■ Requirement A
Answer these questions from the thread on the pricing chart:
(i) What party size does David Baxter PhD ask about?
(ii) How many seats does gooblax suggest Ole' Smokey might have?
(iii) What does Daniel say is too long to type?
■ Requirement B
Summarize the thread on the pricing chart in two sentences.

■ Page extract
--------------------

# Painfully Unnecessary Pricing Chart



## David Baxter PhD (Jun 28, 2010)

Painfully Unnecessary Pricing Chart of the Day


 

Hang on a minute! What if a party of 11 shows up? How much would that cost?


----------



## gooblax (Jun 28, 2010)

David Baxter said:


> Hang on a minute! What if a party of 11 shows up? How much would that cost?


 Maybe Ole' Smokey only has 10 seats. So it's up to you if you want to pay $1.00 and $10.00, or $2.00 and $9.00, $3.00 and $8.00... But you have to decide that before you enter and pretend that you were in those groups all along, otherwise the 11th person will just have to miss out since we won't know what to charge for them.


----------



## Daniel (Jun 28, 2010)

More importantly, I think there should be a discount for those who ride the train a second time since there is no cure for chu-chu addiction.


----------



## David Baxter PhD (Jun 28, 2010)

For those of you who, like me, had no idea what Daniel was talking about, it may or may not be pone of the following:

Chu Chu - Wikipedia, the free encyclopedia

YouTube - chu chu karti

YouTube - Chu chu ua - Brigada Bum

YouTube - Chu Chu Rocket (Dreamcast)

YouTube - Chu Chu Chu! - Tegomass

YouTube - Mojacko - Chu Chu Chu (Original Japanese)


----------



## Daniel (Jun 28, 2010)

Fascinating  

(Choo choo is too long to type, anyway.)


----------



## David Baxter PhD (Jun 28, 2010)

--------------------

Dataset records:
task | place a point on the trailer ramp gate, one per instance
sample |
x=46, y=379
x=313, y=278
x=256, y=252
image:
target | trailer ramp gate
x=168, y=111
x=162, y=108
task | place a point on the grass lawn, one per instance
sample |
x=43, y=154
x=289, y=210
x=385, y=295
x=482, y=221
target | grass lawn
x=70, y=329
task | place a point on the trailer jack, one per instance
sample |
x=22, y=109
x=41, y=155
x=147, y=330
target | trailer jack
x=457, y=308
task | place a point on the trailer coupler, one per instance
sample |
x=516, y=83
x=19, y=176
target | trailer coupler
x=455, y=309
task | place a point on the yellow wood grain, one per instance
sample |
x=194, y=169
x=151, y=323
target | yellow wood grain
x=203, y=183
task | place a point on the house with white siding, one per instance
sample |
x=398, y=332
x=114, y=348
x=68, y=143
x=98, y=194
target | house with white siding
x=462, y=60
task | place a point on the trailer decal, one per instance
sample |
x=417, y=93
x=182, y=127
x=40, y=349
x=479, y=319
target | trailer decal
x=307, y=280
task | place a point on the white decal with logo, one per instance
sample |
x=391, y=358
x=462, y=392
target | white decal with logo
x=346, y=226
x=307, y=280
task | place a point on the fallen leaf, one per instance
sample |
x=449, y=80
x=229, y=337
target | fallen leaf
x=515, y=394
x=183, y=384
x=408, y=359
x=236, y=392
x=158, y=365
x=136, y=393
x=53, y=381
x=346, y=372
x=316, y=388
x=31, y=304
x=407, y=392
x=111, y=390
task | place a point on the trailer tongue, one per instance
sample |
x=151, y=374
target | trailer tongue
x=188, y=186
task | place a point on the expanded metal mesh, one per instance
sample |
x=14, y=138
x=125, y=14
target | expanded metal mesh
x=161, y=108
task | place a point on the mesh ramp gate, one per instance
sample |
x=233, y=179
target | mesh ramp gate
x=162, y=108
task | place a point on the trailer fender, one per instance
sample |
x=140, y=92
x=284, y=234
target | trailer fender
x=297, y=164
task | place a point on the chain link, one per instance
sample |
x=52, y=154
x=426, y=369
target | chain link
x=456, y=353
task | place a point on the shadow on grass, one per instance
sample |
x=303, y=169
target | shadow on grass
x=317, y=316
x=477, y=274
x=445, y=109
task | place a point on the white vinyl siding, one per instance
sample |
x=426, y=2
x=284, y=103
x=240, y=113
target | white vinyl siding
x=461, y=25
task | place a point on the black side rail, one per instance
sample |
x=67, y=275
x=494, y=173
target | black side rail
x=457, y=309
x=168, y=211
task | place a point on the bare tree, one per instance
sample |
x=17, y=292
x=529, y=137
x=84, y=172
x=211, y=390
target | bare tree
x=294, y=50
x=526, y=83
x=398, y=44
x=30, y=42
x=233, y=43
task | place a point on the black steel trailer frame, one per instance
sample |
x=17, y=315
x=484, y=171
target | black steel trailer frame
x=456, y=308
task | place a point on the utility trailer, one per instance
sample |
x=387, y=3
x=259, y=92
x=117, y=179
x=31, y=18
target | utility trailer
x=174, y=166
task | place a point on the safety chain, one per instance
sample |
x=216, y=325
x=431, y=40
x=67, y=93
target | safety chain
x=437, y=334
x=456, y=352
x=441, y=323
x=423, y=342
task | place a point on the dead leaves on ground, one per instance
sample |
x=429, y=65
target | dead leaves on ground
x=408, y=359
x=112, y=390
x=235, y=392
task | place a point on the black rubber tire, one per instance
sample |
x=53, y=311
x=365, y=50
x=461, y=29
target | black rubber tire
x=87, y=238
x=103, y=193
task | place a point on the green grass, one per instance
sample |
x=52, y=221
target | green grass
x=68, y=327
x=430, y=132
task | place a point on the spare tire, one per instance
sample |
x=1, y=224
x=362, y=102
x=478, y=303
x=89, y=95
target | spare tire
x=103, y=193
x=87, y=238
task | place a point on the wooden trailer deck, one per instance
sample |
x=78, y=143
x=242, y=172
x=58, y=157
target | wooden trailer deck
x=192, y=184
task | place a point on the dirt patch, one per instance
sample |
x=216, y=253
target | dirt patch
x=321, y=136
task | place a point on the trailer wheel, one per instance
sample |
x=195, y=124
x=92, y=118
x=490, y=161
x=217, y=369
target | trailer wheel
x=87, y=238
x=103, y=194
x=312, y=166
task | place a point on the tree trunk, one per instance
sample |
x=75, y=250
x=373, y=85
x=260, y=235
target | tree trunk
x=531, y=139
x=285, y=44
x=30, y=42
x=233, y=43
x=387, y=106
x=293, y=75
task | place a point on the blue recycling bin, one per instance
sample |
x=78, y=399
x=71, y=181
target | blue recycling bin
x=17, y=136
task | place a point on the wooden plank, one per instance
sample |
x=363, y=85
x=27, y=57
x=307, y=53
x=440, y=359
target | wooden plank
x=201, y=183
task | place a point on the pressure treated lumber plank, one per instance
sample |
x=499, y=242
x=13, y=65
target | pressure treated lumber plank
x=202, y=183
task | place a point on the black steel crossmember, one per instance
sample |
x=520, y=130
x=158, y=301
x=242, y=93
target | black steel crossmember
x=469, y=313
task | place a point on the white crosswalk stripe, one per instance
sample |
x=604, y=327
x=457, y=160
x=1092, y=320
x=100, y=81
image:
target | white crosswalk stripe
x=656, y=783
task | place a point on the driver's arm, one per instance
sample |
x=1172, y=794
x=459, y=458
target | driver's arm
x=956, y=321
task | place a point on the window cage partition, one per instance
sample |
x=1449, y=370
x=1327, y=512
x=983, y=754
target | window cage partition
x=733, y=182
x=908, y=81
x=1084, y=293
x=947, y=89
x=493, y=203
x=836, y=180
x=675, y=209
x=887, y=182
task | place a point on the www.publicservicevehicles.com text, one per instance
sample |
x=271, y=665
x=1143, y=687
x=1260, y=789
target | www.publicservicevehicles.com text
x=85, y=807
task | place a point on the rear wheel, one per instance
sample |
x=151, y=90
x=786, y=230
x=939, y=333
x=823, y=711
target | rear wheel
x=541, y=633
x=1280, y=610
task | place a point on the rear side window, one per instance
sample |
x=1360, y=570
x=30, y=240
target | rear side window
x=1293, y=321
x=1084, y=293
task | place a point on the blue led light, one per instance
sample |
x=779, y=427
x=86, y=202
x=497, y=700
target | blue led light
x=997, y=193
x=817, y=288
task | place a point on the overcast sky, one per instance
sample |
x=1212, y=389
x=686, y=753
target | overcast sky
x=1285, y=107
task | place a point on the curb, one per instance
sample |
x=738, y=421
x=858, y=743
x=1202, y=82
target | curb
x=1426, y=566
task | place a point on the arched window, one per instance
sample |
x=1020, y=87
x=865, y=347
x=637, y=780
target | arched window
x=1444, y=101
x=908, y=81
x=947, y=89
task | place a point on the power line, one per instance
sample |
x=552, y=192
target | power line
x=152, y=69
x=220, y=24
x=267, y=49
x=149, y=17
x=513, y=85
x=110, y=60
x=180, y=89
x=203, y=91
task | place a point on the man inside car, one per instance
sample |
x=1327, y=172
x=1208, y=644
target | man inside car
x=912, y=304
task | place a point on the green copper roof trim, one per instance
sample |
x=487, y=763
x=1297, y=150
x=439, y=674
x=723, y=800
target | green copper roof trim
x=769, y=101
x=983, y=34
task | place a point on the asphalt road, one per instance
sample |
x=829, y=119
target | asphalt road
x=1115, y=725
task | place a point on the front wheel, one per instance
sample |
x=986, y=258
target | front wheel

--------------------

■ Written solution A
(i) A party of 11.
(ii) Only 10 seats.
(iii) "Choo choo."

■ Written solution B
David Baxter PhD asks what a party of 11 would cost, and gooblax suggests that Ole' Smokey may have only 10 seats, so the group must decide before entering how to split into priced groups, or the 11th person will miss out. Daniel proposes a discount for riding the train a second time because there is no cure for chu-chu addiction, David Baxter PhD lists links for those who did not know what Daniel meant, and Daniel replies that "choo choo" is too long to type.